* Problem details: Format the stretch of records from the line containing "of the round" through the line containing "point(194, 127)", both lines included, as a JSON list of strings with one string per line and any blank lines left out.

(Records pointing to named objects)

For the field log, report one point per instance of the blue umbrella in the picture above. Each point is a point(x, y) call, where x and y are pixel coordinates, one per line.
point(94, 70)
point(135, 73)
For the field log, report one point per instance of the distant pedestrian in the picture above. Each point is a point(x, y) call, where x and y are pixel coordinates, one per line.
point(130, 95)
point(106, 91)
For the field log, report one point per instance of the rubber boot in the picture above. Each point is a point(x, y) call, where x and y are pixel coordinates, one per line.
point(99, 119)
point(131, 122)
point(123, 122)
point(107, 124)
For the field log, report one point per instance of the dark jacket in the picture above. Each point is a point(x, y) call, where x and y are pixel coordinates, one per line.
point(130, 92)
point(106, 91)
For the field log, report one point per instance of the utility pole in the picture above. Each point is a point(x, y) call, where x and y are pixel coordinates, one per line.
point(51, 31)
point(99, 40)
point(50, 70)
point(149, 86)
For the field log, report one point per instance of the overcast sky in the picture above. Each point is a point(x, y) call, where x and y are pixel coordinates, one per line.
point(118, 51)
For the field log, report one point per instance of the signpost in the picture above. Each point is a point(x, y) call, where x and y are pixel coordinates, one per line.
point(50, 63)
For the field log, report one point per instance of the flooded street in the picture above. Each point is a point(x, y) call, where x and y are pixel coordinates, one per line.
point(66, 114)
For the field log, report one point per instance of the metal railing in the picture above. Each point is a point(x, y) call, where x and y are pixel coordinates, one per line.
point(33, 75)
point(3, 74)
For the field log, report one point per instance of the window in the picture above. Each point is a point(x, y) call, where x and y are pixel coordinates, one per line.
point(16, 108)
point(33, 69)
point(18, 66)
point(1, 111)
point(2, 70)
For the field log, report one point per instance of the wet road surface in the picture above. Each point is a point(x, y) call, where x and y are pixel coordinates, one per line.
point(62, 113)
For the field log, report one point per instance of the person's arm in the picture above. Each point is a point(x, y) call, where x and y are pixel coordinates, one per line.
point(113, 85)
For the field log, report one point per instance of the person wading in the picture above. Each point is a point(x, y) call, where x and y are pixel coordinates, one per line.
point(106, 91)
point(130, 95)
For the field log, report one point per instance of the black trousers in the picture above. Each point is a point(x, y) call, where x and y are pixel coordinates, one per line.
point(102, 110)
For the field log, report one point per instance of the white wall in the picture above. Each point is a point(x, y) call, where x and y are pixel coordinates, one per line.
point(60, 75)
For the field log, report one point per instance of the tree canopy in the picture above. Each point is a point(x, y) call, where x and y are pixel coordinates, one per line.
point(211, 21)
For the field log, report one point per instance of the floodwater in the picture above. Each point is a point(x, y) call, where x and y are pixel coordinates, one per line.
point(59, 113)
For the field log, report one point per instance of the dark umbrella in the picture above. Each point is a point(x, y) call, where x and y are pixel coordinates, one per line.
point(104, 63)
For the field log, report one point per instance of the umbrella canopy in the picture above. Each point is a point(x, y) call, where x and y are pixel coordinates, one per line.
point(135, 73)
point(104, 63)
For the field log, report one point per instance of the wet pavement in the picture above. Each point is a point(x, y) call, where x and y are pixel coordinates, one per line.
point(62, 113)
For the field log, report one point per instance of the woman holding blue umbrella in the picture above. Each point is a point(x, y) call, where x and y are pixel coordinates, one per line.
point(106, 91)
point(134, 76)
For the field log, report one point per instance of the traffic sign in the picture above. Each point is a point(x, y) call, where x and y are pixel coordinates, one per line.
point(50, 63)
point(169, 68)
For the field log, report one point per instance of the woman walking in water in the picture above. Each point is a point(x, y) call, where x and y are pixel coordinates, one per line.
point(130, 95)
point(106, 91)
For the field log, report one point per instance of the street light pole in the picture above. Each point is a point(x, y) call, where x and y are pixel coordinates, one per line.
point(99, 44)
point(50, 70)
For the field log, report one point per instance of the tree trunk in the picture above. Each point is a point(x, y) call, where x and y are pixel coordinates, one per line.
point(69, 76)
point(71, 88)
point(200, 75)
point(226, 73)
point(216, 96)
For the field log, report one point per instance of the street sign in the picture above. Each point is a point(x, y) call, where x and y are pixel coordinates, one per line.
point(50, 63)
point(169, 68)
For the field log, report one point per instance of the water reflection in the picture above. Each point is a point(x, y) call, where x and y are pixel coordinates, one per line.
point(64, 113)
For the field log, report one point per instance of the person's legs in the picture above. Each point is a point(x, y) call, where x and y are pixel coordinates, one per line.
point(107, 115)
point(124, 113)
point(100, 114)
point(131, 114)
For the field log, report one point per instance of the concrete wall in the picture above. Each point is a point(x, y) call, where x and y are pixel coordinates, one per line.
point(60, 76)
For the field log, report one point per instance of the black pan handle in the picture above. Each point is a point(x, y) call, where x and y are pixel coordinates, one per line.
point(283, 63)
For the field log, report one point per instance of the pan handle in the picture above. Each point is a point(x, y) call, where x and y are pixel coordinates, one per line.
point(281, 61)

--

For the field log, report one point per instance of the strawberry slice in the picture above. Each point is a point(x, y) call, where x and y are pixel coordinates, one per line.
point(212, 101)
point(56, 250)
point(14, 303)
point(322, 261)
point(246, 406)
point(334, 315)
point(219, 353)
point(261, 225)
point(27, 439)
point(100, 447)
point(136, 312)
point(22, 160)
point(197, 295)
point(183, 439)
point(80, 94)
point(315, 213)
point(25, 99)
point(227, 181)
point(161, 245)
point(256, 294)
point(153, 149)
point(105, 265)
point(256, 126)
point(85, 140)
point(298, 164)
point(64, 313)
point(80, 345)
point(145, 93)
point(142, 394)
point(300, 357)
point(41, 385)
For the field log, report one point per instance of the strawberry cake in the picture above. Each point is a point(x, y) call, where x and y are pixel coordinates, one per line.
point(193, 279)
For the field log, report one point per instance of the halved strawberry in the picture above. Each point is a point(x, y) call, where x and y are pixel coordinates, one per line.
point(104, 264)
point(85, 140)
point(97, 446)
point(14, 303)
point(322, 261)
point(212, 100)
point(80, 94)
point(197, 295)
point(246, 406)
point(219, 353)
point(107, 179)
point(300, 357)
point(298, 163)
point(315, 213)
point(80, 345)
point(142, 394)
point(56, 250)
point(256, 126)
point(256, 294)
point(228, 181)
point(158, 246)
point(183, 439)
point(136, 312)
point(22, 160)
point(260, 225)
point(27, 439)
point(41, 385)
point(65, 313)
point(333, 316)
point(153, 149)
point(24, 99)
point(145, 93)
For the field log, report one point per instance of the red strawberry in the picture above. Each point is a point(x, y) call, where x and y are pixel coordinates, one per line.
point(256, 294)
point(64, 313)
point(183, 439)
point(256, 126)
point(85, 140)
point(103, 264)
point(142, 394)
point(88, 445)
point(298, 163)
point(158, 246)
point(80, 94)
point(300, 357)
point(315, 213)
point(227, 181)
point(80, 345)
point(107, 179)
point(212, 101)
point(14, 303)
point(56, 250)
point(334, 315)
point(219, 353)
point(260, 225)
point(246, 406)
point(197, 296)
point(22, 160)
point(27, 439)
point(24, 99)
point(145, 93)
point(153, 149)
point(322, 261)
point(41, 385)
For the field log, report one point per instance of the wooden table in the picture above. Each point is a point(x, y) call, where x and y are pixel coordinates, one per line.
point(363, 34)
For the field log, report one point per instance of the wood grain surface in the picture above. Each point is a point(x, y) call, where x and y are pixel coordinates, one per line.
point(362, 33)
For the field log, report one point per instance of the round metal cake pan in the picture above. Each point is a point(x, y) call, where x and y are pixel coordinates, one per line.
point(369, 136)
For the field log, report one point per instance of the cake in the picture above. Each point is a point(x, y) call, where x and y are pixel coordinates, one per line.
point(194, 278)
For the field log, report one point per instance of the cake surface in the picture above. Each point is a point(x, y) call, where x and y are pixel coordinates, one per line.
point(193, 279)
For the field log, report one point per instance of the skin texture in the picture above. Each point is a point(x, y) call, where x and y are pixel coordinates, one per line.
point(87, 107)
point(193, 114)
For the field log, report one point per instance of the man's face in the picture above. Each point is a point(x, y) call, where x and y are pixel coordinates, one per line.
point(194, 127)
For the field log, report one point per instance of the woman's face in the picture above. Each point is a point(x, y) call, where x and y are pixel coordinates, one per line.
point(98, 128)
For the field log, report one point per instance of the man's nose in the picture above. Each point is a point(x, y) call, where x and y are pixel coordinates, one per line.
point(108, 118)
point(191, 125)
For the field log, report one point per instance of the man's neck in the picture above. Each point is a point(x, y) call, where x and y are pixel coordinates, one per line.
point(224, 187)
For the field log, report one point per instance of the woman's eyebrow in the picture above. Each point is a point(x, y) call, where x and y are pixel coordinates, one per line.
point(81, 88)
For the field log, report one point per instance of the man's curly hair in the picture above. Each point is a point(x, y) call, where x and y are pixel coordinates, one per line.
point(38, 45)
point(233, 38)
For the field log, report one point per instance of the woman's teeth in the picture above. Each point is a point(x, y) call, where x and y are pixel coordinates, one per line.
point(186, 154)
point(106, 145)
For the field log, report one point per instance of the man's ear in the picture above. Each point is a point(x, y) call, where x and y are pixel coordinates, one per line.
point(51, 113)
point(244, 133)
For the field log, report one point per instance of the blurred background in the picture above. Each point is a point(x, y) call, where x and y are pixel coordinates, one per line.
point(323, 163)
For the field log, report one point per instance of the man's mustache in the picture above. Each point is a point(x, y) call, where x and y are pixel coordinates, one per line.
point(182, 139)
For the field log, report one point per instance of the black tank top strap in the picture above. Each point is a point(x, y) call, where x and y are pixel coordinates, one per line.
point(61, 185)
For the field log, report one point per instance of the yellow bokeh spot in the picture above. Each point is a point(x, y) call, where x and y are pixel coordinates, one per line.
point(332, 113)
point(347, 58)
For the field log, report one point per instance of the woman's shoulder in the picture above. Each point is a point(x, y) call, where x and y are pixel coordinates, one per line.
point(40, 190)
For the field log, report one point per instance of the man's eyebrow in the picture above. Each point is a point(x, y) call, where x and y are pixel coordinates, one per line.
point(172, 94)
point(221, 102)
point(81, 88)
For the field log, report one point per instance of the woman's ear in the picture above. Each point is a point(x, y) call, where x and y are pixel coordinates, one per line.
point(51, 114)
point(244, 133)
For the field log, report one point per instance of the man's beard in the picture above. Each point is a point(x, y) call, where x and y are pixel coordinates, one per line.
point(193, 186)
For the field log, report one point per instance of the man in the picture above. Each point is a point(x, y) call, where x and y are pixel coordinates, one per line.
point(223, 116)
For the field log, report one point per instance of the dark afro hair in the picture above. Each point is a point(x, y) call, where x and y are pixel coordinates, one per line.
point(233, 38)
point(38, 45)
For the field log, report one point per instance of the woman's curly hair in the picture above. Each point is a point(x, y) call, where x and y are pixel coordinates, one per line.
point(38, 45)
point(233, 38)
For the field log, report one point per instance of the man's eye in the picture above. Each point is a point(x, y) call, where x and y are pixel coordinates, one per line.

* Result of the exercise:
[
  "For the field log, report one point per instance of the round metal cake pan in the picture above. Each point is a point(x, y) call, where x and y are pixel coordinates, one per line.",
  "point(369, 136)",
  "For the field log, report one point per instance of the cake in the picture above. Each point is a point(x, y) call, where x and y are pixel coordinates, one per line.",
  "point(194, 278)",
  "For the field log, report one point per instance of the cake surface in the picture above. Each point is a point(x, y) call, where x and y are pixel coordinates, one per line.",
  "point(193, 279)",
  "For the field log, report one point per instance of the skin texture in the picture above. Each point is a point(x, y) call, where x and y are pixel coordinates, one per line.",
  "point(87, 107)",
  "point(193, 114)",
  "For the field log, report one point per instance of the man's face in the picture above. Each point is a point(x, y) call, where x and y are pixel coordinates, one per line.",
  "point(194, 127)"
]